─── TEXTE FOURNI ───

Est-ce que je vous ai dit que mes vacances approchaient? Est-ce que je vous ai dit que parfois il m’arrivait de vouloir changer de métier, de ville, de pays même?

Ça me prend parfois. Ça me prend d’imaginer ma vie sous d’autres cieux. Surtout quand j’ai l’impression que ma job, mon journal sont instrumentalisés, utilisés comme des outils de propagande.

 

On sait bien que lorsque quelqu’un vient voir un journal avec une information, il a un intérêt bien précis. Il ne vient pas chercher un ami, un thérapeute, un avocat, un conseiller matrimonial… Il vient parler à un journaliste. Le problème c’est que tout le monde croit avoir une bonne histoire et tout le monde a des raisons plus ou moins avouées de la faire connaître.

 

En 15 ans de métier, j’en ai connu très peu qui prenaient de leur temps pour venir voir un journal simplement au nom du bien de la démocratie et parce que Le public a le droit de savoir.

─── JEU DE DONNÉES ───

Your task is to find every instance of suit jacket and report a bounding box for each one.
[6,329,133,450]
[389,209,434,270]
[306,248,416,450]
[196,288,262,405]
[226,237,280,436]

───

Reproduisez à l'identique le passage du texte sur le journalisme qui commence aux mots "En 15 ans de" et s'arrête après les mots "droit de savoir.". Ces enregistrements proviennent d'une autre source.

En 15 ans de métier, j’en ai connu très peu qui prenaient de leur temps pour venir voir un journal simplement au nom du bien de la démocratie et parce que Le public a le droit de savoir.